Travel Through Tension



Dear Jacob,

Today marks the beginning of Holy Week. This week is always my greatest struggle of the year for the personal miseries attached to it.

It was in this season that Mema died and when, too, another year we lost your Grandpa Wayne and a great aunt of mine one right after the next.  Then my Grandmother two years later.  What is it about March and April, the great spring precursor to summer's fullness of life, that suddenly steals the soul from us and carries it back to God?  It's so counter to the motive of the rebirth pushing through the earth today. Perhaps these loved ones did us a great service by leaving us in the spring, this season where hope is visible, touchable, where we can find examples of growing strong all around to hold up our grieving arms.

Exercise prompt
Copy word for word the part of the Holy Week letter that begins with the words containing "Travel Through Tension" and ends with "our grieving arms.".

Dataset records

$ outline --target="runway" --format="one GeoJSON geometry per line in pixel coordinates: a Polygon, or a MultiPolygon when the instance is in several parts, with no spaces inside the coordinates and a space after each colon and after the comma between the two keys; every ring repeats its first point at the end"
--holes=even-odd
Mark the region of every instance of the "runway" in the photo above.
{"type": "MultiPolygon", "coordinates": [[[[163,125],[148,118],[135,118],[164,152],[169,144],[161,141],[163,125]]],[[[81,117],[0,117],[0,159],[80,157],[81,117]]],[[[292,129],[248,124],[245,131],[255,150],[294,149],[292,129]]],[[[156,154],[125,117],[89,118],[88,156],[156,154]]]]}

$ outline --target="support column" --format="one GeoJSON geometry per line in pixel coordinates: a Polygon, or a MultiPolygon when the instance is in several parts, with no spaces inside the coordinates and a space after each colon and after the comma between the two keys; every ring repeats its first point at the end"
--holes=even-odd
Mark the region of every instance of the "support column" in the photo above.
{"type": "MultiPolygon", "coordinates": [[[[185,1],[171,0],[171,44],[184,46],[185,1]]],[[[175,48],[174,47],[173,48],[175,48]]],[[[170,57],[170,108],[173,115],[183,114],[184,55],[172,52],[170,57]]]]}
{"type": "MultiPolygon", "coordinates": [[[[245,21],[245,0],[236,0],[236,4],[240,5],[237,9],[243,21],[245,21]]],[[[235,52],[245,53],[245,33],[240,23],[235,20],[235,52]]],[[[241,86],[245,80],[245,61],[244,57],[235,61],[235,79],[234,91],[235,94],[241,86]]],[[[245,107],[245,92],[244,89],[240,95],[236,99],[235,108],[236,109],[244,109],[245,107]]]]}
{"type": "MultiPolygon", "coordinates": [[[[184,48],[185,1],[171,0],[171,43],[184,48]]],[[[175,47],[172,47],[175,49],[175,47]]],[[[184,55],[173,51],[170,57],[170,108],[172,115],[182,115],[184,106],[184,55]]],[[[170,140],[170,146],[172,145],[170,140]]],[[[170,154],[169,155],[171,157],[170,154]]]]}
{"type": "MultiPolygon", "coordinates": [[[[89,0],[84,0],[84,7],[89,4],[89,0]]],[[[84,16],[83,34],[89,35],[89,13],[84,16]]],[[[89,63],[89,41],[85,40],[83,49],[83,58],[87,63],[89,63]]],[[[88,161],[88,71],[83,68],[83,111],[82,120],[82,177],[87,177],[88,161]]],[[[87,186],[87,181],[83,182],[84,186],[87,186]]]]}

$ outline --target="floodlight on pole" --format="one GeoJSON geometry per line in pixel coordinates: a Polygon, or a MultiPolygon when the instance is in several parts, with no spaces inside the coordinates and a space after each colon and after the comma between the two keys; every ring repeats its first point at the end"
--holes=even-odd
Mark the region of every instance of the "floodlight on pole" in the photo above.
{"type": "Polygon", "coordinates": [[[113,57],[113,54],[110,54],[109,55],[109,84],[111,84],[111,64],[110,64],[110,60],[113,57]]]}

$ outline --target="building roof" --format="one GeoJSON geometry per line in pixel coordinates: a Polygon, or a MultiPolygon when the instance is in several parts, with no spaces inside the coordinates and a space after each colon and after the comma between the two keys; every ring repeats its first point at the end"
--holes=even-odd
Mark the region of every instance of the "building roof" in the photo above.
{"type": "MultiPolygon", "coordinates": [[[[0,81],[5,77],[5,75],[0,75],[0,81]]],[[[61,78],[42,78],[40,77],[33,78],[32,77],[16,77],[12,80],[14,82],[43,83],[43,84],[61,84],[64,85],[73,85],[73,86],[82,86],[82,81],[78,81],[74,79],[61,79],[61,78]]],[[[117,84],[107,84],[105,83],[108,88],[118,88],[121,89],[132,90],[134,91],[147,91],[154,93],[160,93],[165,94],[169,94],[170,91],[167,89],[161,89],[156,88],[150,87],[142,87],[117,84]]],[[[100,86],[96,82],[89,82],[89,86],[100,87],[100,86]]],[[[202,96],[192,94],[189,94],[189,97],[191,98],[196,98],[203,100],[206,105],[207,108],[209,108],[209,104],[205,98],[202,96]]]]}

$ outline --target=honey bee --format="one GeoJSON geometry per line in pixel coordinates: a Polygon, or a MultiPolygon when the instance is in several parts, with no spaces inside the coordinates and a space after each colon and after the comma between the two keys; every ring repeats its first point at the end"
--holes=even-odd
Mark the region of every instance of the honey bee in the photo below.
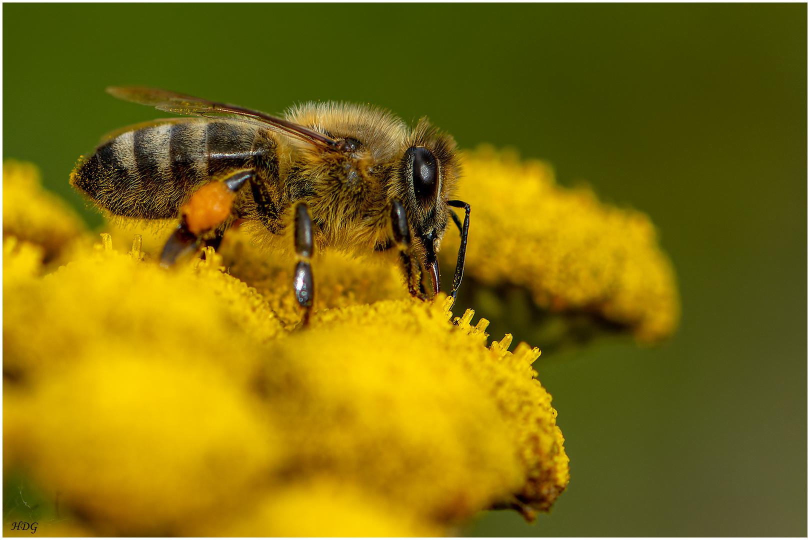
{"type": "Polygon", "coordinates": [[[297,258],[293,288],[306,325],[316,246],[396,249],[411,295],[430,300],[439,291],[436,253],[452,219],[462,237],[455,298],[470,206],[451,198],[459,174],[455,142],[427,118],[411,128],[386,110],[335,102],[305,103],[276,117],[165,90],[107,91],[197,117],[110,134],[70,175],[70,185],[112,216],[179,217],[163,266],[218,247],[237,219],[259,223],[271,237],[289,235],[297,258]],[[451,207],[465,210],[463,223],[451,207]]]}

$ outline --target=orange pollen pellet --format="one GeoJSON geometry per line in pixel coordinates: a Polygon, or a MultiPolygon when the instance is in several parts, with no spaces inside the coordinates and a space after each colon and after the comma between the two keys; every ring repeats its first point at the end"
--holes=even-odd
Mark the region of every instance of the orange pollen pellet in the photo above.
{"type": "Polygon", "coordinates": [[[189,232],[198,235],[214,228],[231,214],[235,195],[222,182],[206,184],[180,207],[189,232]]]}

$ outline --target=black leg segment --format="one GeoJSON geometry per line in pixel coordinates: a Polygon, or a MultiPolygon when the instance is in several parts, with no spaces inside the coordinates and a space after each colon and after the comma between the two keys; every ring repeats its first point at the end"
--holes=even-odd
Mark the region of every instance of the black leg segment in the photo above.
{"type": "Polygon", "coordinates": [[[310,260],[314,254],[315,244],[313,237],[312,219],[309,217],[309,212],[304,203],[299,203],[296,206],[294,232],[296,254],[298,256],[299,261],[296,264],[293,287],[298,305],[304,310],[301,317],[301,326],[306,327],[309,324],[309,316],[312,314],[312,304],[314,296],[310,260]]]}
{"type": "Polygon", "coordinates": [[[458,223],[458,216],[455,215],[455,212],[450,212],[450,214],[453,215],[453,221],[455,222],[456,226],[458,227],[458,232],[461,233],[461,245],[458,246],[458,259],[456,261],[455,275],[453,276],[453,289],[450,291],[450,296],[453,297],[453,300],[455,300],[456,295],[458,294],[458,286],[461,285],[461,279],[464,275],[464,257],[467,255],[467,232],[470,230],[470,205],[463,201],[448,201],[447,205],[453,206],[454,208],[464,209],[463,225],[461,225],[458,223]]]}

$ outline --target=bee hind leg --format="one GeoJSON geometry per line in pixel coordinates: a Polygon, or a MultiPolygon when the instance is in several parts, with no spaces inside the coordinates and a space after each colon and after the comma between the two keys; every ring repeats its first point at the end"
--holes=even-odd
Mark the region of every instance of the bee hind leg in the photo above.
{"type": "Polygon", "coordinates": [[[303,202],[296,206],[295,219],[296,255],[298,262],[296,264],[293,287],[296,300],[303,309],[301,328],[306,328],[309,325],[314,296],[310,261],[315,251],[315,244],[313,240],[312,219],[309,217],[306,205],[303,202]]]}
{"type": "Polygon", "coordinates": [[[225,232],[223,224],[232,213],[237,193],[255,176],[254,171],[241,171],[198,189],[180,209],[180,224],[166,240],[160,253],[160,266],[168,268],[177,259],[207,245],[219,248],[225,232]]]}

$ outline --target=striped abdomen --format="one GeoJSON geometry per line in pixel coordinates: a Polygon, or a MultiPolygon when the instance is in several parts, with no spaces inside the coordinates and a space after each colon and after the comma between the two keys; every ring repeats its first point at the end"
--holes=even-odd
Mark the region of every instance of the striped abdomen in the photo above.
{"type": "Polygon", "coordinates": [[[134,127],[83,158],[70,184],[113,215],[175,218],[201,185],[236,171],[277,175],[276,142],[245,122],[181,119],[134,127]]]}

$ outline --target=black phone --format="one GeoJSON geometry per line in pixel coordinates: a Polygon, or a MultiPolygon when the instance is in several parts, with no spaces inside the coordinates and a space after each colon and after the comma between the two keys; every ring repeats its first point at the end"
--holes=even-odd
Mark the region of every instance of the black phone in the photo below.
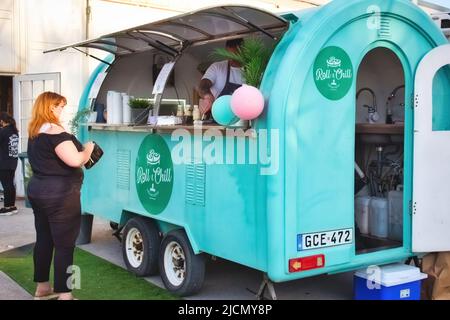
{"type": "Polygon", "coordinates": [[[91,157],[89,158],[88,162],[84,164],[84,167],[86,169],[92,168],[103,156],[102,148],[100,148],[100,146],[97,143],[95,143],[95,141],[93,141],[93,143],[94,143],[94,150],[92,151],[91,157]]]}

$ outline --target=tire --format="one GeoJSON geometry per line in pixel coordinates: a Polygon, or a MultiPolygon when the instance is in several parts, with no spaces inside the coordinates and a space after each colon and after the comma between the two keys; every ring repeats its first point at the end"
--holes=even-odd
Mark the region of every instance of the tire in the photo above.
{"type": "Polygon", "coordinates": [[[189,296],[200,291],[205,278],[205,259],[194,254],[184,230],[171,231],[163,238],[159,272],[171,293],[189,296]]]}
{"type": "Polygon", "coordinates": [[[122,237],[122,255],[128,271],[140,277],[157,274],[160,244],[159,231],[152,220],[130,219],[122,237]]]}

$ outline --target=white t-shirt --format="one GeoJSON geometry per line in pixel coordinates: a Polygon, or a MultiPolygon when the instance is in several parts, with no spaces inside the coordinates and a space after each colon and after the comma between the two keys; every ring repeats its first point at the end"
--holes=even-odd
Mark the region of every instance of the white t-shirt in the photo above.
{"type": "MultiPolygon", "coordinates": [[[[222,92],[225,88],[225,82],[227,81],[228,61],[214,62],[206,70],[202,79],[208,79],[212,82],[211,93],[214,98],[222,92]]],[[[230,66],[230,80],[231,83],[242,84],[241,68],[230,66]]]]}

Written answer
Travel Through Tension



Dear Jacob,

Today marks the beginning of Holy Week. This week is always my greatest struggle of the year for the personal miseries attached to it.

It was in this season that Mema died and when, too, another year we lost your Grandpa Wayne and a great aunt of mine one right after the next.  Then my Grandmother two years later.  What is it about March and April, the great spring precursor to summer's fullness of life, that suddenly steals the soul from us and carries it back to God?  It's so counter to the motive of the rebirth pushing through the earth today. Perhaps these loved ones did us a great service by leaving us in the spring, this season where hope is visible, touchable, where we can find examples of growing strong all around to hold up our grieving arms.